╭─ Source text

Walking and cycling can help stop the spread of coronavirus and reduce carbon emissions
Employers will need to provide bicycle parking and state governments will be required to create more cycling and walking paths as Australians gradually return to work after Covid-19 restrictions, an Adelaide urban planning academic has said.
Andrew Allan, a transport policy analyst with the University of South Australia, suggests that people may choose to avoid public transport because of difficulties with social distancing.
He says mandatory use of masks and gloves by commuters could be introduced by state governments to help minimise health risks. However, many people may want to avoid these risks by walking or cycling to work or working from home.
“I expect we will see a reduction in peak travel demand, purely due to some people electing to work from home either part-time or permanently, and many employers agreeing to flexible working times,” he said in a university statement.

╰─
╭─ Dataset entries

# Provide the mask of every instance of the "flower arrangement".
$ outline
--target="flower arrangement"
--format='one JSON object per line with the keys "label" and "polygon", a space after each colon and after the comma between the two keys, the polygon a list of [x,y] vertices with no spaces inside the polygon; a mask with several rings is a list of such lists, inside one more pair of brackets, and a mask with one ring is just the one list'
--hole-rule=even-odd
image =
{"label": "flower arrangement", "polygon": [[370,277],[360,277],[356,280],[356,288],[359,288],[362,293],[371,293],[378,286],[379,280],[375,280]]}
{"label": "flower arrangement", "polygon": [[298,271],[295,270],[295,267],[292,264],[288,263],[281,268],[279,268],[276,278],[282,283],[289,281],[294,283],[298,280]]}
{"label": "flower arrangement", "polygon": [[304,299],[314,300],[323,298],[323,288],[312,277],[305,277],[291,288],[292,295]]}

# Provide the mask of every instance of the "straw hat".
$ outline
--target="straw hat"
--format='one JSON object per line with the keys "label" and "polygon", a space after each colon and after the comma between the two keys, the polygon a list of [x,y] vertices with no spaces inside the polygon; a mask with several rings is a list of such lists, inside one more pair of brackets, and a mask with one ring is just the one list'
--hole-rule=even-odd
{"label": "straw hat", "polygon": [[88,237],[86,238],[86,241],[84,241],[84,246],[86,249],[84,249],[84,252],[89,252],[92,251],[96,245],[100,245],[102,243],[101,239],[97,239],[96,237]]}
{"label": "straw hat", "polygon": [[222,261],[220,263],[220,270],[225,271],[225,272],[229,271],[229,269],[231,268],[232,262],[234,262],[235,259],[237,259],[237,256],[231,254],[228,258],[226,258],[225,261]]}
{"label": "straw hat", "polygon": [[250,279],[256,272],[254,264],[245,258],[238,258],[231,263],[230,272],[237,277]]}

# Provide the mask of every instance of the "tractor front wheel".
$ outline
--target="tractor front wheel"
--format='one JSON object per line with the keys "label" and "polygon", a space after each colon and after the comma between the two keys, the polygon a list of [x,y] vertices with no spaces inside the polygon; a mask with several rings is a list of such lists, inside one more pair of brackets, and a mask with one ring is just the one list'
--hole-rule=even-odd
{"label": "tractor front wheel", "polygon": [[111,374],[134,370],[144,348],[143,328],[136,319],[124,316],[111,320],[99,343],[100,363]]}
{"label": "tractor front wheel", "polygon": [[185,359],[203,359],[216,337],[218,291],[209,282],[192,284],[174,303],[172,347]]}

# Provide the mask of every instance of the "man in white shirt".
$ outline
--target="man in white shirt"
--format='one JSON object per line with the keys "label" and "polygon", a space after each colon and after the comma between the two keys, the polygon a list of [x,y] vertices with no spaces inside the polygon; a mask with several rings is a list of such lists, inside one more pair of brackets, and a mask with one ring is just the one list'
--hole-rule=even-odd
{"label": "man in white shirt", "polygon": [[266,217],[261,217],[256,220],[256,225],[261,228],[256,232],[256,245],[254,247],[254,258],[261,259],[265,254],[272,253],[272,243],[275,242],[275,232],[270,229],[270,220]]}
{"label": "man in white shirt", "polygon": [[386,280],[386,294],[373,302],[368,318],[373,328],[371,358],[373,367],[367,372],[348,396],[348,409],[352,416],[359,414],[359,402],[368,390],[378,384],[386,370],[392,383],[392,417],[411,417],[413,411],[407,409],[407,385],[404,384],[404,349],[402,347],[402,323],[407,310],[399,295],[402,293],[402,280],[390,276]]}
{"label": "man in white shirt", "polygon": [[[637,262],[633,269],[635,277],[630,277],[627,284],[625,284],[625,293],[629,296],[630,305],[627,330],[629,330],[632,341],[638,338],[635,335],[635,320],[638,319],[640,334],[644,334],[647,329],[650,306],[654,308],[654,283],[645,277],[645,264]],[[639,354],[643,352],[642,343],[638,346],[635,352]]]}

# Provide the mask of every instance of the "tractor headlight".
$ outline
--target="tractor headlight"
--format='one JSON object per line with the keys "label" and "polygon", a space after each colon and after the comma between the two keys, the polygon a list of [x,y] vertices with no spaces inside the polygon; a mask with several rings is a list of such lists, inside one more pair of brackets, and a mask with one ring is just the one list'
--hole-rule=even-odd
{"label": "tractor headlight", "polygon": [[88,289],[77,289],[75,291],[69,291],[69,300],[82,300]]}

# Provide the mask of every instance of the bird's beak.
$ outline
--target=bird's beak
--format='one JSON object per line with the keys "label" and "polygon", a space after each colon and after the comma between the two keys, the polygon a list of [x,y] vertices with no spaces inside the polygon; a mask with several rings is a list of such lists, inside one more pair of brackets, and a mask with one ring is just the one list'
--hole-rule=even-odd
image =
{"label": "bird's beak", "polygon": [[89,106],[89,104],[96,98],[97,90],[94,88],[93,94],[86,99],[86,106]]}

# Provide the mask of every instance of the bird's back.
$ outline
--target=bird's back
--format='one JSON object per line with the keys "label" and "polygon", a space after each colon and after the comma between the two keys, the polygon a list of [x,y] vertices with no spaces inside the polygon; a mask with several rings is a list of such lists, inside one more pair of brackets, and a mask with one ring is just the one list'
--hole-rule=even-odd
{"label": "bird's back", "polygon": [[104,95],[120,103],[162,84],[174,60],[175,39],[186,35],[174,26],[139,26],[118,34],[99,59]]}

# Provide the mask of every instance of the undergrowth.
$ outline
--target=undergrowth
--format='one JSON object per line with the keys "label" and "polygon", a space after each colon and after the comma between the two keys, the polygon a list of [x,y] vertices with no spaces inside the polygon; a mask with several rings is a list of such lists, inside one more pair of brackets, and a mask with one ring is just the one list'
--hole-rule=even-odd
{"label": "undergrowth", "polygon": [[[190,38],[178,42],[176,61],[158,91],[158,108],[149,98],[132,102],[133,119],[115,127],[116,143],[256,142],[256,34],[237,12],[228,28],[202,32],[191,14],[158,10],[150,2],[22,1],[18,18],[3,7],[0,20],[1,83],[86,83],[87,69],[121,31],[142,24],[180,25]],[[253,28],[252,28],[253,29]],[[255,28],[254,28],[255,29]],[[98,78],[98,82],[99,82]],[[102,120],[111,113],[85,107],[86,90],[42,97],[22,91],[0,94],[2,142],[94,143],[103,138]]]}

╰─
╭─ Dataset entries

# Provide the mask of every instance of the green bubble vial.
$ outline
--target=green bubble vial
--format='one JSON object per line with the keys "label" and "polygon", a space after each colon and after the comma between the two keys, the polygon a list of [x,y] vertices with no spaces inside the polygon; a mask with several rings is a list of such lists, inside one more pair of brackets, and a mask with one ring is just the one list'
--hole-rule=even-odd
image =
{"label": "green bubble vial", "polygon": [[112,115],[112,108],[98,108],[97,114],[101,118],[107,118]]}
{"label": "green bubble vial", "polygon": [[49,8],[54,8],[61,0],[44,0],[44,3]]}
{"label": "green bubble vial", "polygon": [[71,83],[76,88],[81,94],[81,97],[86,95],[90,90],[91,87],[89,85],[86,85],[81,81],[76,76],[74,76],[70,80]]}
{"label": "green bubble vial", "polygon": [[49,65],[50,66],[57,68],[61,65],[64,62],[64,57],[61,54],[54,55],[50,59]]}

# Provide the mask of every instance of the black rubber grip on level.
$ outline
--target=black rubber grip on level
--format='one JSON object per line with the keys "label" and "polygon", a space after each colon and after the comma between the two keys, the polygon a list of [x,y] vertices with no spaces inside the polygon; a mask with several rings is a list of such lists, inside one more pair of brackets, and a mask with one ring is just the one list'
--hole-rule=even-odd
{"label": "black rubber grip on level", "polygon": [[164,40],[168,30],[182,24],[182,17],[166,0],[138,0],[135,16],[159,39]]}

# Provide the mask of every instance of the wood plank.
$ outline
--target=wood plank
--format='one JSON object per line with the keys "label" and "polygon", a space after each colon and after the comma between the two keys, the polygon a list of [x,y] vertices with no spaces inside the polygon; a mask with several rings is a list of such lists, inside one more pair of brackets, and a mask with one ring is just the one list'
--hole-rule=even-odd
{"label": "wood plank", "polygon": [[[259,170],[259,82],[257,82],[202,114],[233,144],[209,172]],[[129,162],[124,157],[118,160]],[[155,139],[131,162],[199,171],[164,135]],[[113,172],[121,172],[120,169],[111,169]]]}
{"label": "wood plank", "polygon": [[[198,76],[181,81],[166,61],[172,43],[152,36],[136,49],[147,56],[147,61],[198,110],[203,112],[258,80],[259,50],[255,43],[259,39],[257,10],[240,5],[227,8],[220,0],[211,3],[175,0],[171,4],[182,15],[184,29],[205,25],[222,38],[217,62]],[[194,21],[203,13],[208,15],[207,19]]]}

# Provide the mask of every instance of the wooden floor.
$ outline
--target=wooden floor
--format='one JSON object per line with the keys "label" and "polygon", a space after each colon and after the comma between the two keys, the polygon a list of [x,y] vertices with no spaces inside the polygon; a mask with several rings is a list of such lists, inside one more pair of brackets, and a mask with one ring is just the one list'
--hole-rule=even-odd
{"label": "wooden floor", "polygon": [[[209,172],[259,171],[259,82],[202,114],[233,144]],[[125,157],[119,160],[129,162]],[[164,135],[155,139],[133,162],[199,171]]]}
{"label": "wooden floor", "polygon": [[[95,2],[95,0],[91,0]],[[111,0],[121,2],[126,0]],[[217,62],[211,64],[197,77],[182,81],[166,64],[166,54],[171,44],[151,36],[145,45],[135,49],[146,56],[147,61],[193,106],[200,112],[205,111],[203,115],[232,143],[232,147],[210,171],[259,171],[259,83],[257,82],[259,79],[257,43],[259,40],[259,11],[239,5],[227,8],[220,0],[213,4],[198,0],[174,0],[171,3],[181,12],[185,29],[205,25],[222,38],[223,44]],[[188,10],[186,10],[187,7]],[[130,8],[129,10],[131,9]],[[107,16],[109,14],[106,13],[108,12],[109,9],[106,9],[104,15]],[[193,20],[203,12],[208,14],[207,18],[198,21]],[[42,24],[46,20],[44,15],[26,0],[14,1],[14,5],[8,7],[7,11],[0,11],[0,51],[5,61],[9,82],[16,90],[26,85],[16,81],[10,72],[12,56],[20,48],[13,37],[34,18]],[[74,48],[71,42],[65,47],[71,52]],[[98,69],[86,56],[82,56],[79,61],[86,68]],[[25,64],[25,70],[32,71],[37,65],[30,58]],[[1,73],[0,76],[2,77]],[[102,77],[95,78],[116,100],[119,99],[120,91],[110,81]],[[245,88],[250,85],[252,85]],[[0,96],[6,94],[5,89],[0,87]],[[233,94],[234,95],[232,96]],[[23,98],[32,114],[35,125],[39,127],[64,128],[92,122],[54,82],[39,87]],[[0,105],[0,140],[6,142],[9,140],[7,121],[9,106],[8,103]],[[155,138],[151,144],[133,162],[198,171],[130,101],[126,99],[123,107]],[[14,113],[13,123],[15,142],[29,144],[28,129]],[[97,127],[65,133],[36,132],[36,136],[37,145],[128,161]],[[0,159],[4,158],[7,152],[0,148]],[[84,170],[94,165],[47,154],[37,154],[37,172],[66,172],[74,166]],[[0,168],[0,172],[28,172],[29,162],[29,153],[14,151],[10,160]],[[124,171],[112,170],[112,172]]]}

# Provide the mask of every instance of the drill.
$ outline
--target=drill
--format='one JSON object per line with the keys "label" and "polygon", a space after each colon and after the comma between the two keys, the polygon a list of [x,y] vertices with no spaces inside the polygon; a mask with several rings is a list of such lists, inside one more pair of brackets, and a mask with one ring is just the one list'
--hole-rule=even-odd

╰─

-- Questions on the material --
a. Translate this sentence from the article on walking and cycling into Spanish: "Andrew Allan, a transport policy analyst with the University of South Australia, suggests that people may choose to avoid public transport because of difficulties with social distancing."
b. Please write the next few sentences of the article on walking and cycling after Covid-19, picking up after its final sentence.
The listing has nothing to do with the article on walking and cycling after Covid-19.

-- Answers for the exercise --
a. Andrew Allan, analista de políticas de transporte de la Universidad de Australia del Sur, sugiere que la gente podría optar por evitar el transporte público debido a las dificultades para mantener el distanciamiento social.

b.
“Sadly, some people don’t have jobs to return to, or face a reduction in working hours, and this could easily account for a 15 to 20 per cent reduction in travel demand.”
Allan said that cities needed to offer more alternatives to cars and public transport.
“Motor vehicle emissions exacerbate global warming and governments will need to withstand public pressure to provide more car parks if we are serious [about] tackling carbon emissions. Instead, the focus should be on bolstering public transport and improving the infrastructure for cycling and walking.”